Your assignment —
The following entries should be restated word for word, pictures excluded.

Material supplied —
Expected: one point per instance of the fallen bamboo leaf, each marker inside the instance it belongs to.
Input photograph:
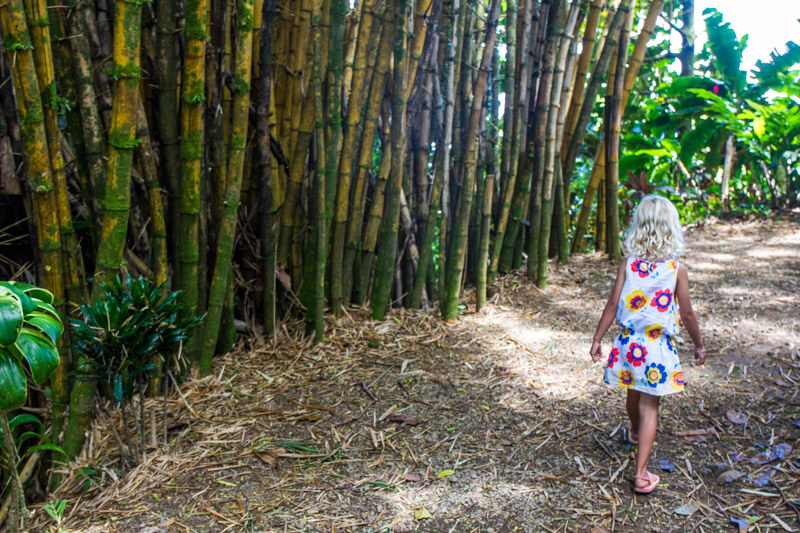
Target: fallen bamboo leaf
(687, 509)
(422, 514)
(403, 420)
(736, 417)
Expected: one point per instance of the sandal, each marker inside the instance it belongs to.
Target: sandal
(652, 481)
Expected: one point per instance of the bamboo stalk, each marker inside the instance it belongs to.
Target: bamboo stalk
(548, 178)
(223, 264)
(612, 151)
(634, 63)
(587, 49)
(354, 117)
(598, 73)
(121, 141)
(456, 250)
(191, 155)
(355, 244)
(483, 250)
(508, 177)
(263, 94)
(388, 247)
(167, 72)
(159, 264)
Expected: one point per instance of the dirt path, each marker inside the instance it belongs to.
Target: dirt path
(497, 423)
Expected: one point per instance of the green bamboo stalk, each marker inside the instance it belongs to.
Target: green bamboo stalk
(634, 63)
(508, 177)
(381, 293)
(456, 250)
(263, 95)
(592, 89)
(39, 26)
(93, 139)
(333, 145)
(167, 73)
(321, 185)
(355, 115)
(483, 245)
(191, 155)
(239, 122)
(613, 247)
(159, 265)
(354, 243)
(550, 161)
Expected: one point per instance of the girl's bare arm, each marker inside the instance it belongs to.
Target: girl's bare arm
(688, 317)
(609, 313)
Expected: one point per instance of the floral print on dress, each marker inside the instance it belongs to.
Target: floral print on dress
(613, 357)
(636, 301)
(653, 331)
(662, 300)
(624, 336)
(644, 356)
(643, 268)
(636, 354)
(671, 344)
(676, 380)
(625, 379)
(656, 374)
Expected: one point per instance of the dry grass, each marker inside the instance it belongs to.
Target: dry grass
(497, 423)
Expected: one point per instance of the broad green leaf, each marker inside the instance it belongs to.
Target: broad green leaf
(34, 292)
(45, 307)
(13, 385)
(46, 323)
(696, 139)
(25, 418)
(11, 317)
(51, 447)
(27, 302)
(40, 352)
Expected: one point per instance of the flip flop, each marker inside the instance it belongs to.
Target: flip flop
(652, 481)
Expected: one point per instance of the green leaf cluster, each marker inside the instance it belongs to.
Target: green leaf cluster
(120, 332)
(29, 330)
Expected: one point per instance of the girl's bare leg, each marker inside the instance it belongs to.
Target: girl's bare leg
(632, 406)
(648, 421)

Result for this exercise —
Expected: one point per instance of the fallen bamboo leaf, each marker inside the instance it belongs to.
Input photograph:
Target: fallen bamboo leaf
(687, 509)
(422, 514)
(403, 420)
(736, 417)
Expected: one point per instance of the sandal, each marker inside the instance it belongs to.
Target: sandal
(652, 481)
Expected: one point per instance of the bamboo stalk, each marker inside the instance it belongs to.
Target: bamboo stalk
(548, 178)
(223, 264)
(612, 151)
(634, 63)
(587, 49)
(354, 117)
(598, 73)
(121, 141)
(456, 250)
(191, 155)
(355, 244)
(483, 250)
(508, 177)
(263, 94)
(388, 247)
(167, 72)
(159, 264)
Expected: one point per instance of the dirt path, each marker inside the instance it belongs to.
Target: dirt path
(497, 423)
Expected: one point per instance of the green bamboo stalk, each marker inside the instance it belongs to.
Target: green bamboo stalk
(634, 63)
(508, 177)
(381, 293)
(456, 250)
(263, 95)
(592, 89)
(39, 26)
(93, 139)
(333, 145)
(167, 73)
(321, 185)
(355, 115)
(483, 245)
(191, 155)
(239, 122)
(613, 247)
(159, 265)
(354, 243)
(550, 161)
Expected: one point per instance of the girl's bare arm, each marker inside the instance it belongs to.
Target: girl's bare arm
(688, 317)
(609, 313)
Expected: one point per instance of the floral print on dress, each marker inside the instance it belongs to.
Target: floral print on dress
(613, 357)
(636, 301)
(653, 331)
(662, 300)
(624, 336)
(644, 356)
(643, 268)
(636, 354)
(671, 344)
(676, 380)
(625, 379)
(656, 374)
Expected: one point per instance of the dry grass, each marker inside the instance it belongs to.
Target: dry grass
(497, 423)
Expected: one point per instance of the broad green leaf, each marker inside the instance it belongs to.
Target: broad green leaf
(34, 292)
(45, 307)
(13, 385)
(46, 323)
(696, 139)
(25, 418)
(11, 317)
(51, 447)
(27, 302)
(40, 352)
Expected: one point per instance of the flip flop, each marker inside the instance it belongs to.
Target: flip flop
(652, 481)
Expected: one point per instance of the green leaf cluster, each marker inside the instance it belongs to.
Target: green leaf cluster
(120, 332)
(29, 330)
Expected: one point per instance of the girl's bare leg, each marker inside the instance it belongs to.
Target: girl's bare leg
(632, 406)
(648, 421)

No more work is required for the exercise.